> Exercise aim:
Swap "Isolate" for "Outline" in the stretch of the listing from the line containing "Isolate white glove" through the line containing "left=601, top=0, right=633, bottom=28", and return only those lines with nothing else changed.

> Source records:
[BEGIN]

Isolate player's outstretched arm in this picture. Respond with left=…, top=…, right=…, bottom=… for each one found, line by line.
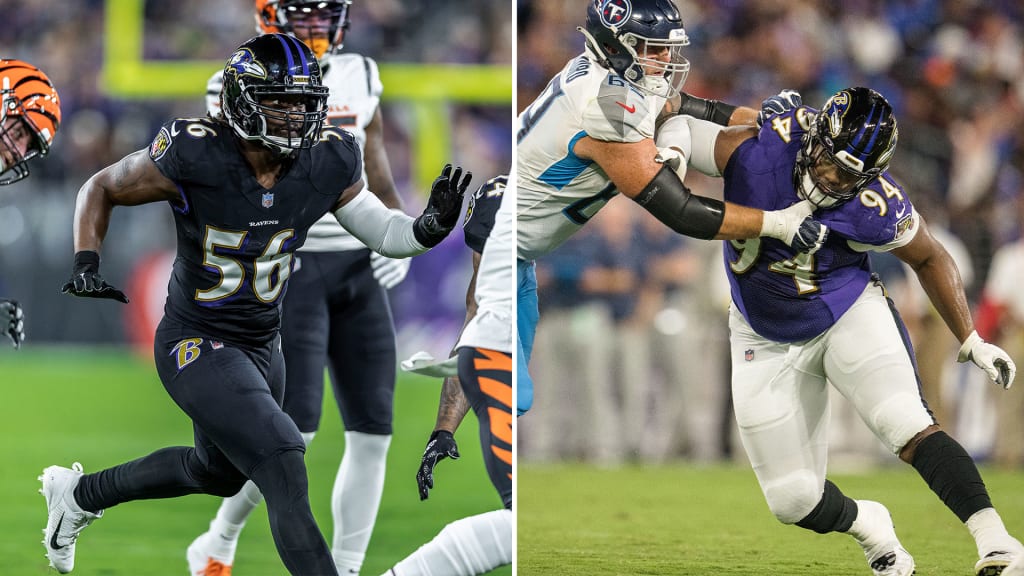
left=60, top=150, right=181, bottom=303
left=658, top=89, right=803, bottom=127
left=892, top=218, right=1017, bottom=388
left=416, top=241, right=481, bottom=500
left=573, top=134, right=827, bottom=253
left=334, top=164, right=473, bottom=258
left=362, top=107, right=411, bottom=290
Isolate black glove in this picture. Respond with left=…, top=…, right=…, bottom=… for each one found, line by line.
left=0, top=298, right=25, bottom=349
left=790, top=215, right=828, bottom=254
left=416, top=430, right=459, bottom=500
left=60, top=250, right=128, bottom=304
left=413, top=164, right=473, bottom=248
left=758, top=90, right=804, bottom=128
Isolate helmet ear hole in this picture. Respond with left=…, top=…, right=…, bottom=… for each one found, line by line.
left=221, top=34, right=328, bottom=155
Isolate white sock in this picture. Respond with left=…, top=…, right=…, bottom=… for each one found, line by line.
left=967, top=508, right=1021, bottom=558
left=202, top=433, right=315, bottom=560
left=331, top=431, right=391, bottom=575
left=386, top=509, right=514, bottom=576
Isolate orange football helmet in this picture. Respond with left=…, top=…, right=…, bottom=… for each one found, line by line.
left=256, top=0, right=352, bottom=58
left=0, top=59, right=60, bottom=186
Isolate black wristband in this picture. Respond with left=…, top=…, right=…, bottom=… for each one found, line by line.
left=676, top=92, right=736, bottom=126
left=430, top=430, right=455, bottom=442
left=75, top=250, right=99, bottom=273
left=634, top=166, right=725, bottom=240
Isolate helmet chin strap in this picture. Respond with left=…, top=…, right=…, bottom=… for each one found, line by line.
left=797, top=170, right=839, bottom=208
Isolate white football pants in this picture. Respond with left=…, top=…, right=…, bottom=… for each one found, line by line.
left=729, top=283, right=935, bottom=524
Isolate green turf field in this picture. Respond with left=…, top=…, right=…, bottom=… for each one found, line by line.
left=0, top=345, right=512, bottom=576
left=516, top=464, right=1024, bottom=576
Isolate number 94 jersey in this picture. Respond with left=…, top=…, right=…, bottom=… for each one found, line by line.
left=150, top=118, right=362, bottom=344
left=516, top=54, right=665, bottom=260
left=723, top=107, right=920, bottom=342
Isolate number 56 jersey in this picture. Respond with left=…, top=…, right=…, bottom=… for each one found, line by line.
left=150, top=118, right=362, bottom=345
left=516, top=54, right=665, bottom=260
left=723, top=107, right=920, bottom=342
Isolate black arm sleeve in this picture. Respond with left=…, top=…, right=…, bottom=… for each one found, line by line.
left=676, top=92, right=736, bottom=126
left=633, top=166, right=725, bottom=240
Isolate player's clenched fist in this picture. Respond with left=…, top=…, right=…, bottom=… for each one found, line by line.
left=60, top=250, right=128, bottom=304
left=413, top=164, right=473, bottom=248
left=416, top=430, right=459, bottom=500
left=0, top=299, right=25, bottom=348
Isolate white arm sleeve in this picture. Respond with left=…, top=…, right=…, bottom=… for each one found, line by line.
left=654, top=115, right=722, bottom=176
left=334, top=188, right=427, bottom=258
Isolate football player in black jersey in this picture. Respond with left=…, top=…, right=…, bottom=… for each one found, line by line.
left=40, top=34, right=470, bottom=575
left=0, top=58, right=60, bottom=348
left=387, top=176, right=515, bottom=576
left=185, top=0, right=410, bottom=576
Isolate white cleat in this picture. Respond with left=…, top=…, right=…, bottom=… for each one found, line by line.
left=974, top=551, right=1024, bottom=576
left=185, top=532, right=234, bottom=576
left=1001, top=557, right=1024, bottom=576
left=867, top=546, right=916, bottom=576
left=850, top=500, right=915, bottom=576
left=39, top=462, right=103, bottom=574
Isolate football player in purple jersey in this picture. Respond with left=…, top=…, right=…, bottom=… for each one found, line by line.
left=658, top=87, right=1024, bottom=576
left=0, top=58, right=60, bottom=348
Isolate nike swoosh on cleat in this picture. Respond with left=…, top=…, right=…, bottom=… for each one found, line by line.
left=50, top=512, right=63, bottom=550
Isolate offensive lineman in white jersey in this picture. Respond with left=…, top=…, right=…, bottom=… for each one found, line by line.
left=516, top=0, right=827, bottom=414
left=186, top=0, right=411, bottom=575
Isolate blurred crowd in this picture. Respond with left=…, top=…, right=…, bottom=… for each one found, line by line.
left=517, top=0, right=1024, bottom=466
left=0, top=0, right=515, bottom=352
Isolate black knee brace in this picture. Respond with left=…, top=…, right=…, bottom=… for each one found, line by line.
left=911, top=430, right=992, bottom=522
left=797, top=480, right=857, bottom=534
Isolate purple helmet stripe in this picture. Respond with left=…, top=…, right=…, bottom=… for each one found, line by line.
left=273, top=34, right=295, bottom=70
left=286, top=36, right=309, bottom=76
left=850, top=102, right=883, bottom=160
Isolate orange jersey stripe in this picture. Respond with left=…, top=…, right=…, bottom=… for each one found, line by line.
left=487, top=406, right=512, bottom=448
left=480, top=376, right=512, bottom=410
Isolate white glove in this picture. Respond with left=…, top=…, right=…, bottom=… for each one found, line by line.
left=401, top=351, right=459, bottom=378
left=370, top=252, right=413, bottom=290
left=761, top=200, right=828, bottom=254
left=654, top=148, right=686, bottom=181
left=956, top=330, right=1017, bottom=389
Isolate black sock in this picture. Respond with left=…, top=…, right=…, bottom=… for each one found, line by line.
left=75, top=446, right=246, bottom=512
left=797, top=480, right=857, bottom=534
left=75, top=446, right=202, bottom=512
left=912, top=430, right=992, bottom=523
left=246, top=449, right=338, bottom=576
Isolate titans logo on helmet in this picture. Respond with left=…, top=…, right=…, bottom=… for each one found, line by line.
left=226, top=48, right=266, bottom=80
left=601, top=0, right=633, bottom=28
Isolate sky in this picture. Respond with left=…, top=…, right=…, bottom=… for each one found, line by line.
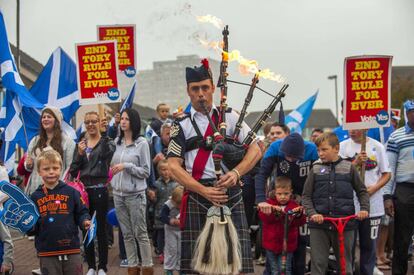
left=0, top=0, right=414, bottom=112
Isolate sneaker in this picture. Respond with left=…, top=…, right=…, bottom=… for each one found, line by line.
left=256, top=255, right=266, bottom=265
left=373, top=266, right=384, bottom=275
left=119, top=259, right=128, bottom=267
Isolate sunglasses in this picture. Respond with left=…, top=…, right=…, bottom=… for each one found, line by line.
left=190, top=85, right=210, bottom=92
left=83, top=120, right=98, bottom=125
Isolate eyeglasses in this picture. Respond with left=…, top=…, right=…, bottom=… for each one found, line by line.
left=83, top=120, right=98, bottom=125
left=190, top=85, right=210, bottom=92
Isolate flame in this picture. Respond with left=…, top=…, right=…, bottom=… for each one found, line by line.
left=196, top=14, right=224, bottom=29
left=197, top=37, right=286, bottom=83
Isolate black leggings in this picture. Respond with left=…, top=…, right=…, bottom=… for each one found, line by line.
left=85, top=187, right=108, bottom=272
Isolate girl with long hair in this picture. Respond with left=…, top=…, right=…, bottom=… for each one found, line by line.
left=111, top=109, right=154, bottom=275
left=24, top=106, right=75, bottom=195
left=69, top=112, right=115, bottom=275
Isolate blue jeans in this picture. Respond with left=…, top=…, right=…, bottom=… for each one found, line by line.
left=266, top=250, right=293, bottom=275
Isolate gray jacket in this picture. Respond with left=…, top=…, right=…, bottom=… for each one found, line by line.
left=111, top=137, right=151, bottom=196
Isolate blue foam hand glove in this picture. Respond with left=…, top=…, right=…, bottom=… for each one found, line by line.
left=0, top=181, right=39, bottom=233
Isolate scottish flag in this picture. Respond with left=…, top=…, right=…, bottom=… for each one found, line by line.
left=285, top=91, right=319, bottom=134
left=83, top=211, right=98, bottom=247
left=0, top=12, right=44, bottom=172
left=107, top=80, right=137, bottom=133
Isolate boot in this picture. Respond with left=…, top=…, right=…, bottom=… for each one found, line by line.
left=128, top=266, right=141, bottom=275
left=142, top=266, right=154, bottom=275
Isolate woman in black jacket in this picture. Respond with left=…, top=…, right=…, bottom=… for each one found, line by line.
left=70, top=112, right=115, bottom=275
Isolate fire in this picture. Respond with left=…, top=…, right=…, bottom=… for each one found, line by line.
left=198, top=41, right=285, bottom=83
left=196, top=14, right=224, bottom=29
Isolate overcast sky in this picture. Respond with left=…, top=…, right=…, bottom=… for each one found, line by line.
left=0, top=0, right=414, bottom=111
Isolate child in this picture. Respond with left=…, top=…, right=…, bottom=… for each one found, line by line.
left=259, top=176, right=306, bottom=275
left=302, top=133, right=369, bottom=275
left=30, top=149, right=91, bottom=275
left=148, top=159, right=177, bottom=262
left=0, top=222, right=13, bottom=274
left=160, top=186, right=184, bottom=275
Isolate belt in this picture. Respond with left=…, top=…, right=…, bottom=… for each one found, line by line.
left=85, top=183, right=106, bottom=189
left=198, top=178, right=217, bottom=186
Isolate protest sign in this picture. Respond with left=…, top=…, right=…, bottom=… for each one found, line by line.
left=343, top=56, right=392, bottom=130
left=76, top=41, right=121, bottom=105
left=98, top=25, right=136, bottom=77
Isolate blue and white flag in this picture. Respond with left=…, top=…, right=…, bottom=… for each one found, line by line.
left=285, top=91, right=319, bottom=134
left=108, top=80, right=137, bottom=129
left=0, top=12, right=44, bottom=172
left=83, top=211, right=98, bottom=247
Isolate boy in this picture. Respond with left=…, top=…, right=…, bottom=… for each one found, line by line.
left=148, top=159, right=177, bottom=262
left=302, top=133, right=369, bottom=275
left=30, top=149, right=91, bottom=275
left=259, top=176, right=306, bottom=275
left=339, top=130, right=391, bottom=275
left=0, top=222, right=13, bottom=274
left=160, top=186, right=184, bottom=275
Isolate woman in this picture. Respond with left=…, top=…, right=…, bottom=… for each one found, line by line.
left=24, top=106, right=75, bottom=195
left=111, top=109, right=154, bottom=275
left=69, top=112, right=115, bottom=275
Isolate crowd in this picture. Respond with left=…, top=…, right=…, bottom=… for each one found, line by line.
left=0, top=59, right=414, bottom=275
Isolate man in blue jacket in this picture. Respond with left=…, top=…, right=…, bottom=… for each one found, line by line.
left=255, top=133, right=319, bottom=275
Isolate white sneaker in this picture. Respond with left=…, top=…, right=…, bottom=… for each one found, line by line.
left=373, top=266, right=384, bottom=275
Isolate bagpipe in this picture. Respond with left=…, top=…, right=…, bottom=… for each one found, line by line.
left=192, top=26, right=289, bottom=274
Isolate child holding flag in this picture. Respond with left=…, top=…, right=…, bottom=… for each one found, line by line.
left=28, top=149, right=91, bottom=275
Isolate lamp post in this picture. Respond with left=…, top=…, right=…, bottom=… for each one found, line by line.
left=328, top=74, right=339, bottom=121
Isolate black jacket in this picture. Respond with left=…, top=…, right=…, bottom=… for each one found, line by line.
left=69, top=134, right=115, bottom=187
left=302, top=158, right=369, bottom=230
left=30, top=181, right=90, bottom=257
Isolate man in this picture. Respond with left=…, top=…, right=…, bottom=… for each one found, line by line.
left=339, top=130, right=391, bottom=275
left=310, top=128, right=323, bottom=143
left=255, top=133, right=319, bottom=275
left=384, top=100, right=414, bottom=274
left=167, top=59, right=261, bottom=274
left=269, top=122, right=290, bottom=143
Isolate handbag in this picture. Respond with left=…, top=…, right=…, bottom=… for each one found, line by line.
left=63, top=170, right=89, bottom=207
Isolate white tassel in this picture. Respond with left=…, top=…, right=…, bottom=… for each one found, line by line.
left=192, top=210, right=241, bottom=275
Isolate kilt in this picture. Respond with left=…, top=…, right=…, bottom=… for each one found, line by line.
left=180, top=183, right=254, bottom=274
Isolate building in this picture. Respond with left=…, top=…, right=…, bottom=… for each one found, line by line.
left=134, top=55, right=220, bottom=110
left=245, top=109, right=338, bottom=138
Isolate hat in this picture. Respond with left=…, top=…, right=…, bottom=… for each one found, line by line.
left=280, top=133, right=305, bottom=159
left=42, top=106, right=63, bottom=124
left=404, top=100, right=414, bottom=112
left=185, top=58, right=213, bottom=84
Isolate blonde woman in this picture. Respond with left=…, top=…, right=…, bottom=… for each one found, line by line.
left=24, top=106, right=75, bottom=195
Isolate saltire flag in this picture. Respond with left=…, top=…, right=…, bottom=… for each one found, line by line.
left=83, top=211, right=98, bottom=247
left=0, top=11, right=44, bottom=172
left=285, top=91, right=319, bottom=134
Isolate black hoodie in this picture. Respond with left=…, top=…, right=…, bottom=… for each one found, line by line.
left=30, top=181, right=90, bottom=257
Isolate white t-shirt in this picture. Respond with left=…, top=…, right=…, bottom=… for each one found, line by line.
left=339, top=137, right=391, bottom=217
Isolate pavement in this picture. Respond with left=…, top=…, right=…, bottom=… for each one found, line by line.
left=12, top=232, right=263, bottom=275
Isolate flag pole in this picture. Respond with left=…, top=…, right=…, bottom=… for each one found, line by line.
left=16, top=0, right=20, bottom=72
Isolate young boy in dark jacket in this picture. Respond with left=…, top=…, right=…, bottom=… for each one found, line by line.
left=259, top=176, right=306, bottom=275
left=30, top=150, right=90, bottom=275
left=302, top=133, right=369, bottom=275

[END]

> Complete answer:
Outline white glove in this picture. Respond with left=…, top=…, right=…, bottom=… for each one found, line by line.
left=401, top=351, right=459, bottom=378
left=370, top=252, right=413, bottom=290
left=761, top=200, right=828, bottom=254
left=654, top=148, right=686, bottom=181
left=956, top=330, right=1017, bottom=389
Outline black sock in this picture. Respond with left=…, top=…, right=…, bottom=… for each one found, line by line.
left=75, top=446, right=246, bottom=512
left=797, top=480, right=857, bottom=534
left=75, top=446, right=202, bottom=512
left=912, top=430, right=992, bottom=523
left=246, top=449, right=338, bottom=576
Outline titans logo on helmet in this picture. Respond with left=…, top=…, right=…, bottom=… for each one found, line by line.
left=226, top=48, right=266, bottom=80
left=601, top=0, right=633, bottom=28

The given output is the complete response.